■ To be done
Rewrite all of the lines below, putting "Sample query" wherever "Example query" appears and changing nothing else. Leave the pictures out of your answer.
+++ Material for this exercise
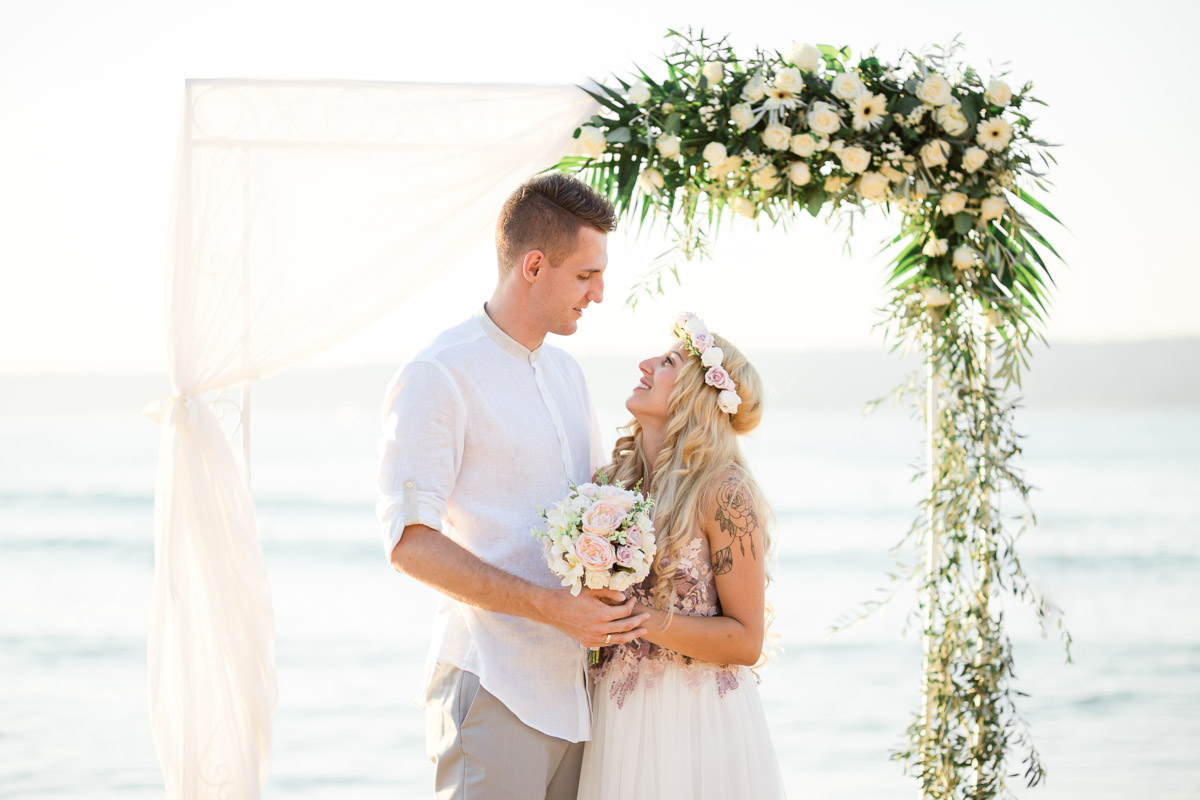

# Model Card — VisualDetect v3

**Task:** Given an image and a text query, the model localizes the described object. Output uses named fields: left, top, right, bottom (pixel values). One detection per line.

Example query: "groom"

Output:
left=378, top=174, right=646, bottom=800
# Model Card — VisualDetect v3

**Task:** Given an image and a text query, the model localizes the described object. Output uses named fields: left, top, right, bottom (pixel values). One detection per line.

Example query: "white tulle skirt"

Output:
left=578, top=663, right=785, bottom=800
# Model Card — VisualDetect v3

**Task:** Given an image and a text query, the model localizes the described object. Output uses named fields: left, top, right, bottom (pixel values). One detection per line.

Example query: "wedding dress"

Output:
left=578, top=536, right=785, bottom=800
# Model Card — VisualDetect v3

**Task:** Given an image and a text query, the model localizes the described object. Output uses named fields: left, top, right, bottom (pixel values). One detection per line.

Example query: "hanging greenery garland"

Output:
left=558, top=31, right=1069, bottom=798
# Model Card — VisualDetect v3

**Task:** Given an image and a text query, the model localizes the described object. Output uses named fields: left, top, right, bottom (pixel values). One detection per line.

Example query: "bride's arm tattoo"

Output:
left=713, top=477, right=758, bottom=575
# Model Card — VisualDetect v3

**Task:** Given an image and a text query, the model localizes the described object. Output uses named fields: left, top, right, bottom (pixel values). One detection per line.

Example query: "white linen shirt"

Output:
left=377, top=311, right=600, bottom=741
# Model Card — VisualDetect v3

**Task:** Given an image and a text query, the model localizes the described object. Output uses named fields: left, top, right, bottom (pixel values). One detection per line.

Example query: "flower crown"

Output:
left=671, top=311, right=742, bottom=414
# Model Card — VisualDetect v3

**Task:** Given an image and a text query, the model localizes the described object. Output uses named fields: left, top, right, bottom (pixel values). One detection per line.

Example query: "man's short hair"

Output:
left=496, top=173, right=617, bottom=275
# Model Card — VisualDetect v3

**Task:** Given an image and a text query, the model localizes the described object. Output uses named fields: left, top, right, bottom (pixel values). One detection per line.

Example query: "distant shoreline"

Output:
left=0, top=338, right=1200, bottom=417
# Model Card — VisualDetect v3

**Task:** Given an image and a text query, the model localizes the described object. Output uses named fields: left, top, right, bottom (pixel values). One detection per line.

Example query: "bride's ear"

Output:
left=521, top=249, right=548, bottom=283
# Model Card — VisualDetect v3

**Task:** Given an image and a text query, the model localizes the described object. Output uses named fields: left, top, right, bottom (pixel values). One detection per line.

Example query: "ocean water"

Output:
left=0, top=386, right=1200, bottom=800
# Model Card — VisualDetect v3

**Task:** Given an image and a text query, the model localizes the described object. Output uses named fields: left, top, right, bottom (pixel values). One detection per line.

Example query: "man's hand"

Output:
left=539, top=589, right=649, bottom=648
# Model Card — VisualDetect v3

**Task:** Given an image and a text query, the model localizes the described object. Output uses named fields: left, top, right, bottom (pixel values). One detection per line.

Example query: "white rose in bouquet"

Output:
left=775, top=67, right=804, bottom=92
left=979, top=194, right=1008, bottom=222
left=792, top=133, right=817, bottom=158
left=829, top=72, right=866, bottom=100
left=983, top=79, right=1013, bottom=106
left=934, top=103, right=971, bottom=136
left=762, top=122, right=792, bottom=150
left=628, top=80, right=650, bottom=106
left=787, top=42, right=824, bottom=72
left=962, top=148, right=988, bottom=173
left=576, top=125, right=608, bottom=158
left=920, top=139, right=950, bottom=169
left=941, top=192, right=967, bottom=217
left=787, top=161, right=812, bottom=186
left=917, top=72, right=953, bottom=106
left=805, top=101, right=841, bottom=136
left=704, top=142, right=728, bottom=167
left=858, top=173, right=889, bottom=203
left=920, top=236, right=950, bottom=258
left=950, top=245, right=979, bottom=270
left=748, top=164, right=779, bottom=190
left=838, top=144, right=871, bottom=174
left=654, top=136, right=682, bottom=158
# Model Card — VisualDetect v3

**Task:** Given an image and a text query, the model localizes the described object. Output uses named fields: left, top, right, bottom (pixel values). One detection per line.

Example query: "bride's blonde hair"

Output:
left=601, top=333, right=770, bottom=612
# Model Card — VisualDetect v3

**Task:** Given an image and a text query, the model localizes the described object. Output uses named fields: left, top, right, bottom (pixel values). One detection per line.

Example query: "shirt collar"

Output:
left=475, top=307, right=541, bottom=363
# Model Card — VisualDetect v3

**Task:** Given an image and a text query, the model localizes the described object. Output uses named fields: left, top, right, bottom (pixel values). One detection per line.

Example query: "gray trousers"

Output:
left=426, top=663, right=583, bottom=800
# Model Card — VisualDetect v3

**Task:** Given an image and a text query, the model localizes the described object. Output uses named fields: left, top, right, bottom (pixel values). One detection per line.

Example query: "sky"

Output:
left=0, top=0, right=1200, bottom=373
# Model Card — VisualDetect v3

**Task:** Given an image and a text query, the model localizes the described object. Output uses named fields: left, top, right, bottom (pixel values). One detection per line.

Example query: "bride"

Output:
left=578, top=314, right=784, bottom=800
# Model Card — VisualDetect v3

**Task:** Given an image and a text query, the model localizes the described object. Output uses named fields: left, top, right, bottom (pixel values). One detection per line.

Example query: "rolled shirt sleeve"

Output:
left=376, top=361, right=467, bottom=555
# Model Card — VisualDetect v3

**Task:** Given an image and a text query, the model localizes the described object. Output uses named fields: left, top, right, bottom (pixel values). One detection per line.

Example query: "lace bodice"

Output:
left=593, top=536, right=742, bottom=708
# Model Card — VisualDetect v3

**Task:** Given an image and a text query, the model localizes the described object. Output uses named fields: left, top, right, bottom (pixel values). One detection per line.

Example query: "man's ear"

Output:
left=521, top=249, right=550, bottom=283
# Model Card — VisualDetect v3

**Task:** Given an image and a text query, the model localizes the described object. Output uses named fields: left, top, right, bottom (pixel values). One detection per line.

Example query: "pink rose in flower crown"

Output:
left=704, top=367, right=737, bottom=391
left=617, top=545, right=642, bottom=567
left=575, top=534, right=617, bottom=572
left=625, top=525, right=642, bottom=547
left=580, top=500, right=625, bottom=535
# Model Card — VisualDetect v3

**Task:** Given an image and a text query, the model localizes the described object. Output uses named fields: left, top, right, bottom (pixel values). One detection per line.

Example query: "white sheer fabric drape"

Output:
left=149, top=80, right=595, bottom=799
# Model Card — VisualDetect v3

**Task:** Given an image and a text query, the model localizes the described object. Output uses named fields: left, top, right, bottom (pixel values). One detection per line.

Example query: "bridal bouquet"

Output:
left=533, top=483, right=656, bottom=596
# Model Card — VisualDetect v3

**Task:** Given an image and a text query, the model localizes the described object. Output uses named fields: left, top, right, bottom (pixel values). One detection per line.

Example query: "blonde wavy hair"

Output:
++++++
■ Expected answer
# Model Card — VisualDetect v3

**Task:** Given an image and a text query, the model localizes the described object. Output uses named fields: left, top, right, bottom (pixel values). One detection per line.

Sample query: "groom"

Output:
left=378, top=174, right=646, bottom=800
# Model Card — VisualDetect v3

**Task:** Given an image and a text query, the model localizes the described object. Output uses named fields: left, top, right, bottom (pixel values). One detection per line.

Sample query: "white tulle skirt"

Output:
left=578, top=663, right=785, bottom=800
# Model Card — VisualDetect v3

**Task:** Given an image and a text query, the model localizes the described object. Output uses named fields: left, top, right, bottom (pixel values). One detection per line.

Sample query: "wedding dress"

Output:
left=578, top=536, right=785, bottom=800
# Model Card — VisualDetect v3

**Task:** Given an image and a text query, the model localizes the described object. Output uses named fields: left, top, right, bottom (pixel values). One detection per line.

Sample query: "hanging greenery garland"

Output:
left=558, top=31, right=1069, bottom=798
# Model Card — VisualDetect v3

**Task:** Given an image and a text query, the model localizes the described object. Output uses named fields: left, top, right, bottom (pixel values). One detection per line.

Sample query: "bride's arm tattoo"

Output:
left=713, top=477, right=758, bottom=575
# Model Card — VisualDetect v3

**Task:** Given an image and a text query, the model localizes the described object. Output uses named fields: left, top, right, bottom (pixel values). One detection per line.

Sample query: "white linen shirt"

Output:
left=377, top=311, right=600, bottom=741
# Model Card — VisualDetect v3

**Task:** Given an image and a text query, the model localizes the described object. Output uses named fields: left, top, right, bottom (pixel values). One detection per line.

Sample query: "flower crown"

Output:
left=671, top=311, right=742, bottom=414
# Model Card — VisualDetect v3

**Task:** Given an image and a text query, the model localizes the described object. Output uses named fields: left, top, right, bottom (pixel values). One detection per line.

Sample query: "man's short hair"

Output:
left=496, top=173, right=617, bottom=275
# Model Card — VisualDetect v3

**Task:** Given an image and a text query, the model localizes the described object. Output uses named fields: left, top, right, bottom (pixel values). One detection per line.

Sample query: "distant shoreline"

Output:
left=0, top=338, right=1200, bottom=417
# Model Card — VisualDetect v3

**Task:** Given an image and a text query, the model localizes the described object. Output uses named fields: left, top, right, bottom (pixel values). One detection per line.

Sample query: "bride's ear"

Output:
left=521, top=249, right=548, bottom=283
# Model Card — VisualDetect v3

**Task:** Given an image and a text query, the model localizes the described object. Output uses named fields: left, top, right, bottom (pixel values). One detection per line.

Sample query: "ocean water"

Output:
left=0, top=386, right=1200, bottom=800
# Model Card — VisualDetect v3

**Task:** Given an image and a text query, the model localizes the described object. Output uses named fields: left, top, right, bottom (pixel values). One detection per line.

Sample query: "man's hand"

Output:
left=539, top=589, right=649, bottom=648
# Model Card — VisualDetect v3

**Task:** Given an image and a text query, the model localizes the described object. Output uses named fields: left, top, right, bottom (pixel values). One detection per line.

Sample query: "white rose in bouquet"

Output:
left=775, top=67, right=804, bottom=92
left=979, top=194, right=1008, bottom=222
left=792, top=133, right=817, bottom=158
left=829, top=72, right=866, bottom=100
left=983, top=79, right=1013, bottom=106
left=934, top=103, right=971, bottom=136
left=762, top=122, right=792, bottom=150
left=628, top=80, right=650, bottom=106
left=787, top=42, right=824, bottom=72
left=962, top=148, right=988, bottom=173
left=576, top=125, right=608, bottom=158
left=920, top=139, right=950, bottom=169
left=941, top=192, right=967, bottom=217
left=787, top=161, right=812, bottom=186
left=917, top=72, right=953, bottom=106
left=805, top=101, right=841, bottom=136
left=704, top=142, right=728, bottom=167
left=858, top=173, right=889, bottom=203
left=920, top=236, right=950, bottom=258
left=950, top=245, right=979, bottom=270
left=748, top=164, right=779, bottom=190
left=838, top=144, right=871, bottom=174
left=654, top=136, right=682, bottom=158
# Model Card — VisualDetect v3

**Task:** Given an image and a text query, the model localizes the described object. Output uses named fields: left, top, right, bottom (pixel values). One detection per line.

Sample query: "bride's blonde hair"

Output:
left=601, top=333, right=770, bottom=612
# Model Card — VisualDetect v3

**Task:** Given an image and a text query, the model localizes the described object. Output uses named fields: left, top, right, bottom (pixel values). One detection per line.

Sample query: "shirt collar"

Output:
left=475, top=307, right=541, bottom=363
# Model Card — VisualDetect v3

**Task:** Given an image and a text query, the model localizes the described object. Output uses named fields: left, top, right, bottom (pixel values). One detection per line.

Sample query: "gray trousers"

Output:
left=426, top=663, right=583, bottom=800
# Model Card — VisualDetect v3

**Task:** Given an image and a text query, the model localizes the described object. Output uses named fields: left, top, right, bottom (pixel values). One detection per line.

Sample query: "sky"

Output:
left=0, top=0, right=1200, bottom=373
# Model Card — VisualDetect v3

**Task:** Given an image and a text query, the model localizes the described object. Output uses named fields: left, top, right, bottom (pixel values). One detection per line.

Sample query: "bride"

Output:
left=578, top=314, right=784, bottom=800
# Model Card — VisualDetect v3

**Task:** Given an image and a text query, the model localizes the described object. Output uses named fields: left, top, right, bottom (pixel values). One detection per line.

Sample query: "rolled shirt sleeve"

Output:
left=376, top=361, right=467, bottom=555
# Model Card — VisualDetect v3

**Task:** Given an image and a text query, the model localizes the described object. Output uses named fields: left, top, right, bottom (pixel values). One detection per line.

Sample query: "lace bodice"

Output:
left=593, top=536, right=742, bottom=708
# Model Card — VisualDetect v3

**Task:** Given an image and a text query, the model localizes the described object. Output uses named fields: left, top, right, bottom (pixel values). One detection per line.

Sample query: "man's ear"

Output:
left=521, top=249, right=550, bottom=283
# Model Card — VisualDetect v3

**Task:** Given an image and a text query, the model localizes the described object. Output uses named fields: left, top, right, bottom (pixel values). One detection per line.

Sample query: "pink rose in flower crown"

Output:
left=704, top=367, right=737, bottom=391
left=617, top=545, right=642, bottom=567
left=575, top=534, right=617, bottom=572
left=625, top=525, right=642, bottom=547
left=580, top=500, right=625, bottom=535
# Model Card — VisualDetect v3

**Task:** Given an image and a text query, the model localizes the described object. Output uses named fields: left, top, right, bottom (pixel values). One detection per line.

Sample query: "white sheer fabric drape"

Output:
left=149, top=80, right=595, bottom=799
# Model Card — VisualDetect v3

**Task:** Given an image and a text query, the model localizes the described object. Output uses named fields: left, top, right, bottom (pixel values). One detection per line.

Sample query: "bridal bouquet"

Output:
left=533, top=483, right=656, bottom=596
# Model Card — VisualDetect v3

**Task:** Given an image and a text query, the model localizes the described object. Output uses named fields: left, top, right, bottom (pixel values). One detection per line.

Sample query: "blonde wavy hair"

Output:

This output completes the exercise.